— begin —

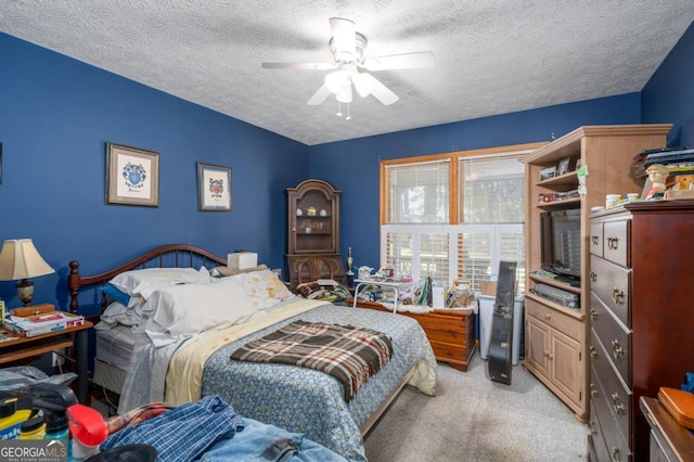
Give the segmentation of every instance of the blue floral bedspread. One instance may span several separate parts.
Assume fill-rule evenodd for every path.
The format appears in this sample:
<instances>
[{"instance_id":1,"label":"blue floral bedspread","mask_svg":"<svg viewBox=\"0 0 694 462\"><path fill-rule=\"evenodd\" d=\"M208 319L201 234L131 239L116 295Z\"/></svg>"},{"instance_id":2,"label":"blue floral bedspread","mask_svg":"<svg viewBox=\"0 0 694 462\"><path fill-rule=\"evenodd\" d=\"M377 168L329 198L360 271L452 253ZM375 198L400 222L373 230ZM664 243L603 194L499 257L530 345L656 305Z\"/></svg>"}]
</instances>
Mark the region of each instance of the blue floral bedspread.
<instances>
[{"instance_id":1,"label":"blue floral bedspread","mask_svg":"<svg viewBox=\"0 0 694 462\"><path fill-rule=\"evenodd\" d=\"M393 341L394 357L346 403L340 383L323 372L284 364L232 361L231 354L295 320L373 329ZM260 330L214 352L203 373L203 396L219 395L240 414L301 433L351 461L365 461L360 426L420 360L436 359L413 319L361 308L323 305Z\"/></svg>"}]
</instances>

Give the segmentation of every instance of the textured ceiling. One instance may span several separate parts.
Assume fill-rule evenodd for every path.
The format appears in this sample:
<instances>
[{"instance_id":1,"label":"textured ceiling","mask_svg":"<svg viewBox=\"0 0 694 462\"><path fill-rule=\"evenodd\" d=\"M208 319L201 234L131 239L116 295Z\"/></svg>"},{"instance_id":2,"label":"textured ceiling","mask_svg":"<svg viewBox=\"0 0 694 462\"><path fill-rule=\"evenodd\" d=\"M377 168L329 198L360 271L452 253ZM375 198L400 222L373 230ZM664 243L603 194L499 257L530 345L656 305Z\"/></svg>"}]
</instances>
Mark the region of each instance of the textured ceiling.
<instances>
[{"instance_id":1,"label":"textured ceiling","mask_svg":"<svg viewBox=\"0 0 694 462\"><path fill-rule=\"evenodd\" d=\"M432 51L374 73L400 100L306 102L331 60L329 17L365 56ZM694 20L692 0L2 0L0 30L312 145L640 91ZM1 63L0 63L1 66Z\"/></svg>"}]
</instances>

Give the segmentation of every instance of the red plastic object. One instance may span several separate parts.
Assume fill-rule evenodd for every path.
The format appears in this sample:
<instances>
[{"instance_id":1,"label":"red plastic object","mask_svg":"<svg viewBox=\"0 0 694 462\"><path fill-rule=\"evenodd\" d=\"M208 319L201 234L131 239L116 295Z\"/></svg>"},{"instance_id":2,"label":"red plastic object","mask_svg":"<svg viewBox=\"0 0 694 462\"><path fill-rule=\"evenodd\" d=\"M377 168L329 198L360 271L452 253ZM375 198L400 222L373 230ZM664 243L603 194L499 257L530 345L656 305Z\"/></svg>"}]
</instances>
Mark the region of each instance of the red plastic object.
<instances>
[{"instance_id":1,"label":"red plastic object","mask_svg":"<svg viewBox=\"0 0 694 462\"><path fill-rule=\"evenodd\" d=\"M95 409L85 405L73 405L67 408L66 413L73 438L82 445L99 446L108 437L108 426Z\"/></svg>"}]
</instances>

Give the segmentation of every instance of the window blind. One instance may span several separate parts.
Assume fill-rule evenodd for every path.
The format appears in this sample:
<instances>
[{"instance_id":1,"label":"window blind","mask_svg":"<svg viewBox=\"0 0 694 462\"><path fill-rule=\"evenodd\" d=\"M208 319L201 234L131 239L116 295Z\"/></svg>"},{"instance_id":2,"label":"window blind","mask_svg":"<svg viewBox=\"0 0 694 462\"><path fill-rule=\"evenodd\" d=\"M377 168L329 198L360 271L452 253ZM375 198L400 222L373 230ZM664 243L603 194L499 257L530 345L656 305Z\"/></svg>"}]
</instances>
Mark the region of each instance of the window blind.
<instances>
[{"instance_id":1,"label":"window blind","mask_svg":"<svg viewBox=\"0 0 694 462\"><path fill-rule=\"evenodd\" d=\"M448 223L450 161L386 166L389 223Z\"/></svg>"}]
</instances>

— end —

Give back exactly the lines from the line holding "Give the segmentation of every instance of the window" through the last line of the listing, including both.

◆ Answer to the task ◆
Give the segmentation of every instance of the window blind. One instance may span several separate parts.
Assume fill-rule evenodd for every path.
The format appears in this sample:
<instances>
[{"instance_id":1,"label":"window blind","mask_svg":"<svg viewBox=\"0 0 694 462\"><path fill-rule=\"evenodd\" d=\"M208 319L201 234L131 239L116 295Z\"/></svg>"},{"instance_id":2,"label":"window blind","mask_svg":"<svg viewBox=\"0 0 694 462\"><path fill-rule=\"evenodd\" d=\"M377 168L329 198L360 271L452 253ZM375 198L400 222L373 230ZM664 243L603 194L499 257L530 345L656 305Z\"/></svg>"}]
</instances>
Mark the region of each instance of the window blind.
<instances>
[{"instance_id":1,"label":"window blind","mask_svg":"<svg viewBox=\"0 0 694 462\"><path fill-rule=\"evenodd\" d=\"M448 223L450 161L386 166L389 223Z\"/></svg>"}]
</instances>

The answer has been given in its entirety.